Exercise objective: Would you retype the listing below word for word, without any of its pictures?

Records supplied:

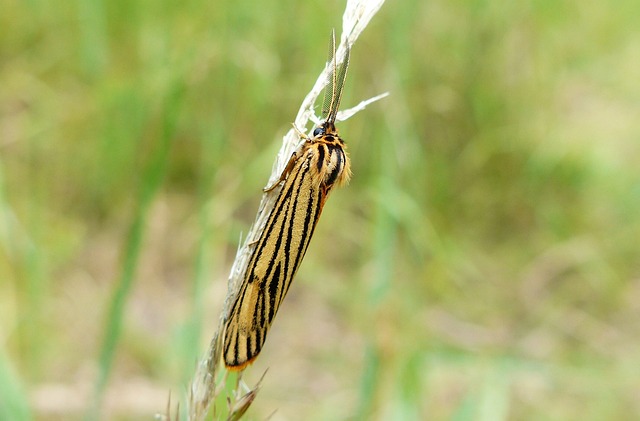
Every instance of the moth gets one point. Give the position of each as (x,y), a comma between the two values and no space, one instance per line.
(310,175)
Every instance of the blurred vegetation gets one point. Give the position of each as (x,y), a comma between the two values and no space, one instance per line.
(482,265)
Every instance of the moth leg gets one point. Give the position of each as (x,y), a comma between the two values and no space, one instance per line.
(285,173)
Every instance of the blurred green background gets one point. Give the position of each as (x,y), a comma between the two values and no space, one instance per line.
(483,263)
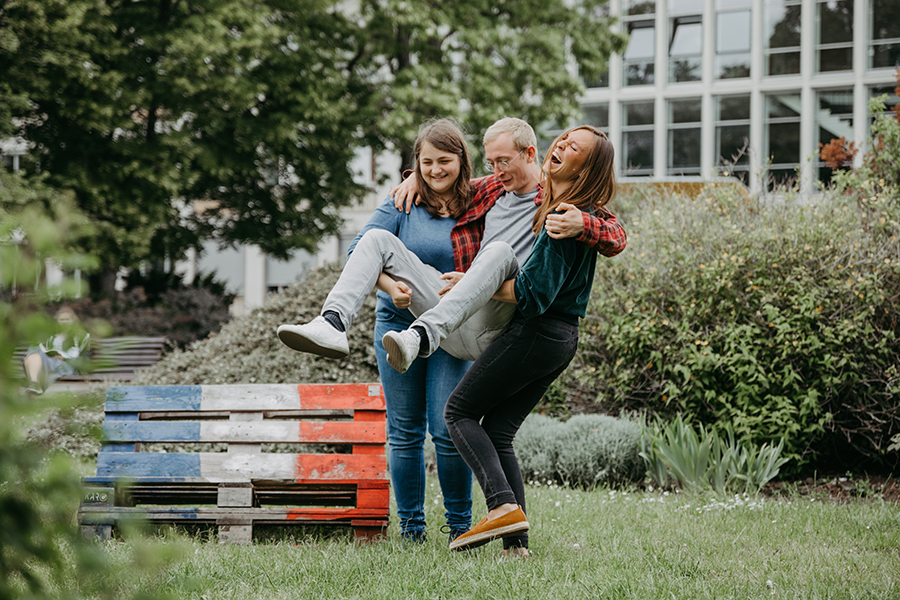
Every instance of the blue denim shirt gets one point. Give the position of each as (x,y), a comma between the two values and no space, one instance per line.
(427,237)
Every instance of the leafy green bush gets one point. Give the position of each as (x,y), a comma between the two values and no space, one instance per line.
(42,552)
(704,459)
(160,304)
(246,350)
(879,173)
(585,451)
(776,317)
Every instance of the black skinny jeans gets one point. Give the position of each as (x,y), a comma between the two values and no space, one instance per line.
(488,406)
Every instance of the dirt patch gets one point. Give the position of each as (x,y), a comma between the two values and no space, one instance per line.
(838,488)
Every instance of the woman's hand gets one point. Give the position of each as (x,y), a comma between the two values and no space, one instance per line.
(568,224)
(452,278)
(406,193)
(400,294)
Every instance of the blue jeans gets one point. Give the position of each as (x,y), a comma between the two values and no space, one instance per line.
(415,401)
(490,403)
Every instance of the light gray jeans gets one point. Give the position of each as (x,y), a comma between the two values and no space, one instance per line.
(463,323)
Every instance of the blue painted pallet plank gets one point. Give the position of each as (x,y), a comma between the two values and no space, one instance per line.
(165,467)
(168,431)
(153,398)
(118,447)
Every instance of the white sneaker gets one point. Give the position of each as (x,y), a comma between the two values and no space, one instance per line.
(402,348)
(316,337)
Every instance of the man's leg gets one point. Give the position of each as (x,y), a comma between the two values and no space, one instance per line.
(376,252)
(470,302)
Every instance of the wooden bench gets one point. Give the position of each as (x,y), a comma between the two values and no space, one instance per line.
(246,484)
(115,358)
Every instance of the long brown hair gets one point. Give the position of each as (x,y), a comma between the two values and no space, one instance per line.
(593,187)
(445,136)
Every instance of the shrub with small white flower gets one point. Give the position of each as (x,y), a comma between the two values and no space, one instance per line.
(585,451)
(247,350)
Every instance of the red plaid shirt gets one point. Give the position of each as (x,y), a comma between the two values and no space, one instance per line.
(602,232)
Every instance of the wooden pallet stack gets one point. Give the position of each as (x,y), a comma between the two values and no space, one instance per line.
(215,469)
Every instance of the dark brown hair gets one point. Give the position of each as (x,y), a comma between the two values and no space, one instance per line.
(593,187)
(445,136)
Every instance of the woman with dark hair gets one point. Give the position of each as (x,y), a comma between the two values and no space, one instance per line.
(415,399)
(507,381)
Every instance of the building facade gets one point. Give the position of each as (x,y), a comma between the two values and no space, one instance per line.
(745,87)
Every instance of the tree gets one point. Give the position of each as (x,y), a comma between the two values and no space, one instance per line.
(479,60)
(42,552)
(143,107)
(256,108)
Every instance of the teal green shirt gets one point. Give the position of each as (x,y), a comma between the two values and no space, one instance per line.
(557,277)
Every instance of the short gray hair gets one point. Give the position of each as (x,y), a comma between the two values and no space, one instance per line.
(521,132)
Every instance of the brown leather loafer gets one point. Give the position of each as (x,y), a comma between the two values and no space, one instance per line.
(503,526)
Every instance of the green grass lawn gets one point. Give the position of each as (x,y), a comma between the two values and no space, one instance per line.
(597,544)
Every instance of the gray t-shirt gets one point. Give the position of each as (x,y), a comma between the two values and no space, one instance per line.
(509,220)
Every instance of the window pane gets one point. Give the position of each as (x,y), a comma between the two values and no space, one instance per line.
(733,66)
(602,81)
(733,32)
(782,177)
(688,69)
(685,6)
(687,37)
(684,149)
(684,111)
(885,19)
(733,108)
(639,7)
(835,116)
(782,26)
(784,63)
(637,113)
(642,43)
(885,55)
(597,115)
(640,73)
(891,92)
(835,21)
(638,152)
(784,143)
(783,106)
(836,59)
(726,4)
(732,142)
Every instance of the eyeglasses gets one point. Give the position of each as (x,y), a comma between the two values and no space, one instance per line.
(503,165)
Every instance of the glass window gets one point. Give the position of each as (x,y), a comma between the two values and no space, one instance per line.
(733,44)
(637,138)
(597,115)
(893,99)
(681,7)
(835,30)
(733,136)
(884,33)
(640,53)
(639,7)
(834,119)
(601,81)
(685,49)
(683,153)
(733,4)
(782,22)
(783,137)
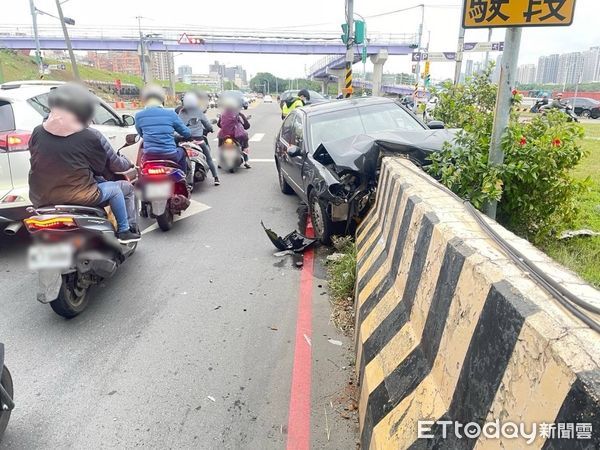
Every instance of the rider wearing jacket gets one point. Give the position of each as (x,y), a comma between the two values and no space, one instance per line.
(69,161)
(192,115)
(293,103)
(157,126)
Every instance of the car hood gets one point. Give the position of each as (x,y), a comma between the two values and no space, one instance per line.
(361,153)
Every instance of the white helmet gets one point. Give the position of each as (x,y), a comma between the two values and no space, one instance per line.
(230,102)
(190,100)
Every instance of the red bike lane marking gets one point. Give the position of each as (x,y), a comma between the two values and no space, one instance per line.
(299,412)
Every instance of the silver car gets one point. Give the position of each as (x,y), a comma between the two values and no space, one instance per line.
(23,106)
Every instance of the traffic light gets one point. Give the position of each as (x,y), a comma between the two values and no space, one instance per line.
(345,34)
(359,32)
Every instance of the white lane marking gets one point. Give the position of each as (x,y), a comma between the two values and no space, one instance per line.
(257,137)
(194,208)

Output:
Every instance of the moth gets one point. Give the position of each as (x,y), a comma between the two values and no space, one instance per line.
(310,175)
Every instance of the blurred vegetation gets one point. Give the position of each as (x,y), a comma between the two values and no space, one instance per line.
(482,265)
Every instance of the moth leg gets one point. Give the position of each as (x,y), a comma between the two values and no space, one instance per line.
(285,173)
Every instance of the blurred green background gets one point. Give the position of each as (x,y), a comma between the two values and no space, one instance per line.
(483,263)
Every instance of the blue denim shirt gets one point. Give the position of each as (x,y), a comma between the two values and no space, one instance per line.
(427,237)
Every instance of the leafy green bush gets one point. Give the position of each as (x,y), a comma between the two values and no space, one instance per line.
(42,552)
(704,459)
(160,304)
(246,350)
(879,173)
(585,451)
(776,317)
Every instance of the black skinny jeans gets one point. Give the position of each as (x,y), a comma between the two values and no space, one instance per line.
(488,406)
Every instance of the dirt patch gets one point. Give the position of each as (x,y), a comma between the two values and no space, one instance per line.
(838,488)
Every instance of the woman's hand gets one point. Give the position of each as (x,y), a comma between the two values and no space, one instance per line.
(568,224)
(452,278)
(406,193)
(400,294)
Every instance of the blue jeans gets one point. Give the position of each as (x,y), a comma between the two values and no space, one instance per line.
(415,401)
(490,403)
Every instance of the light gray jeans gets one point. Give the position of each as (x,y), a comma between the two values and no space, one instance per line.
(463,323)
Every instance of the blue painted pallet plank gets one point. Give the position of each as (x,y), a comma between the two values and no space, one instance per line.
(165,467)
(168,431)
(153,398)
(118,447)
Every instance of the white sneaker gets one point. Give the position of each as (x,y), a comma between the two values and no space, one instance per line.
(402,348)
(316,337)
Every instance of the man's leg gets one point. Give the position of each as (x,y), a comma between the two values and no space, one instance per line.
(376,252)
(470,302)
Every instance of the wooden bench gets one point. Give the position of each as (x,y), a comma between the two values and no space, one instance per line.
(246,484)
(115,358)
Every instance of the long brown hair gets one point. Give the position of each as (x,y), a comma between the two values and no space, one instance per line.
(593,187)
(445,136)
Every instance of the shrub with small white flower gets one point. Give the position of each as (x,y), a comma between the two values and no space, one instance per line.
(585,451)
(247,350)
Every instance of the red plaid shirt gets one point. Give the position of each as (x,y), a comma between the two values and no space, one instance per line.
(602,232)
Every instance of the wooden pallet stack gets one point. Give the position of each as (x,y), a comma between the two values and no space, one instance per line.
(215,469)
Every instance of the dark brown hair gets one point. Give the position of each as (x,y), a comma between the two values and no space, one instance per line.
(593,187)
(445,136)
Every instance of the woman with dark hair gets one point. Give the position of each as (x,y), a comma between the two values and no space, one instance per line.
(415,399)
(507,381)
Every instance of the building facade gets one point. Give the position of each as (x,y), a comma between the two values and no space, one instance per line.
(745,87)
Every instance of the tree gets one point. Give the position of each as (x,y), a comma between the two values and no space, one instance per line.
(479,60)
(42,552)
(143,107)
(256,108)
Every instance of the teal green shirt gets one point. Give the position of each as (x,y), a comma between the two values and no space, one instance per line.
(557,277)
Every instance of the short gray hair gets one point. Give the position of each as (x,y), a comma between the two values and no space, one instance per line.
(521,132)
Every instance of the brown leather loafer gets one point. Give the position of each as (x,y), a comma between the two values and no space, one instance per line.
(503,526)
Every instance of the green grass lawn gets one point. Give the position of each as (x,y), a comma between the two values and no space, one instance per line.
(597,544)
Every instance of the gray t-shirt gets one point. Give the position of each as (x,y), a comma between the two values and no space, one instance per line.
(509,220)
Every instance of the window pane gets one point. Give the position of each as (x,y), a comma between the two values and no space, one instance per line.
(733,66)
(602,81)
(733,32)
(782,177)
(688,69)
(685,6)
(687,37)
(684,149)
(684,111)
(885,19)
(733,108)
(639,7)
(835,116)
(782,26)
(784,63)
(637,113)
(642,43)
(885,55)
(597,115)
(640,73)
(891,92)
(835,21)
(638,152)
(784,143)
(783,106)
(836,59)
(726,4)
(732,142)
Every instance of the eyeglasses gets one point. Give the position of each as (x,y), a comma between the two values and no space, one instance per line.
(503,165)
Every instance of the glass window gets one point. Give the position of each as (x,y), a comma between the two values and no space, one instance per line.
(733,44)
(637,138)
(597,115)
(893,99)
(681,7)
(835,30)
(733,136)
(884,33)
(640,53)
(639,7)
(834,119)
(601,81)
(685,49)
(683,153)
(733,4)
(782,22)
(783,137)
Every instance of the rider wearing jacket gets one point. Give the position of each as (x,y), a comma between the two values and no space, one instance per line.
(69,161)
(192,115)
(293,103)
(157,126)
Every instance of the car hood gets one point. Give the position of each as (x,y), a comma between the two values and no space, one instance per line.
(361,153)
Every instance of the white helmet gets one point. Give the position of each as (x,y), a comma between the two values and no space, one instance per line.
(230,102)
(190,100)
Every instance of the red bike lane marking gets one point. Give the position of each as (x,y), a comma between the two values and no space, one instance per line.
(299,412)
Every instance of the silver car gets one point. Give the position of each as (x,y), a comma between the two values and no space, one instance per line.
(23,106)
Every instance of the traffic light gets one point. Give the position of each as (x,y), a comma between the two values and no space, one instance per line.
(345,34)
(359,32)
Every instance of the white lane marking gets one point. Give the position of each as (x,y), a comma between the two values and no space, one instance per line.
(257,137)
(194,208)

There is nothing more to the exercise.